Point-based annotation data
|---|

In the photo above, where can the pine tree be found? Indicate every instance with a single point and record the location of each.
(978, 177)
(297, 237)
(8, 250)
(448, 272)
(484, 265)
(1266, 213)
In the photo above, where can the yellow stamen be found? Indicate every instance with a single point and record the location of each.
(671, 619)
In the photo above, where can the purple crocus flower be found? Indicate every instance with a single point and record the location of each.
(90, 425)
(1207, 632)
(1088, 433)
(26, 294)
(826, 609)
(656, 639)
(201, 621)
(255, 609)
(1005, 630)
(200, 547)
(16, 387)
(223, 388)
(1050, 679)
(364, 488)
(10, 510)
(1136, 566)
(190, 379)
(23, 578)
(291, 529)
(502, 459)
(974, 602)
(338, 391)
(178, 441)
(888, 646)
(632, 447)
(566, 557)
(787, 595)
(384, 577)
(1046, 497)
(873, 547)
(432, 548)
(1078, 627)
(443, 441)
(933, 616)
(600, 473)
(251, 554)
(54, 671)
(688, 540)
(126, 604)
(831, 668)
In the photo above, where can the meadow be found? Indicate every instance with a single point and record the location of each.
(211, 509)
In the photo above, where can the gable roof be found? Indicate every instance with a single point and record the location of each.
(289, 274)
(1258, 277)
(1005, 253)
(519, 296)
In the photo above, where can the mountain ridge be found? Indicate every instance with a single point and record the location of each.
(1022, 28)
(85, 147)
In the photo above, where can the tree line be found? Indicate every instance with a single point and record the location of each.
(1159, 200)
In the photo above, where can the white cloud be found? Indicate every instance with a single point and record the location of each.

|---|

Given task>
Repeat, with no changes, each line from the one with "In the photo above, where can the yellow" to the end of the listing, including both ends and nothing else.

Right answer>
In the photo above, where can the yellow stamen be found? Indicate every instance with a single point and record the location of each.
(671, 619)
In the photo above, where can the purple crocus flower be found? Indicate every instance with a single point and record the location of each.
(90, 425)
(1207, 632)
(1088, 433)
(26, 294)
(826, 609)
(656, 639)
(201, 621)
(255, 609)
(1005, 630)
(200, 547)
(16, 387)
(223, 388)
(1050, 679)
(364, 488)
(10, 510)
(1136, 566)
(190, 379)
(23, 578)
(291, 529)
(502, 459)
(974, 602)
(338, 391)
(178, 441)
(888, 646)
(632, 447)
(566, 557)
(787, 595)
(384, 577)
(1046, 497)
(873, 547)
(432, 548)
(1078, 627)
(443, 441)
(933, 616)
(600, 473)
(251, 554)
(54, 671)
(688, 540)
(126, 604)
(831, 668)
In the photo above, where can the meadow be found? Indicate every instance with a single point and record the location of each.
(211, 509)
In the photo above, where can the gable roof be found? Indicate every instance with a single point and record the location of each.
(289, 274)
(1258, 277)
(1005, 253)
(519, 296)
In the photo above, where can the mountain ridge be found? Indicate every instance with a single point and record the location of each.
(1022, 28)
(85, 147)
In the photo above, where can the tree line be found? Indicate every instance with a single point and record the location of each.
(1159, 200)
In the photo above, where can the white cloud be found? Indicate every instance with a single point and record the location of each.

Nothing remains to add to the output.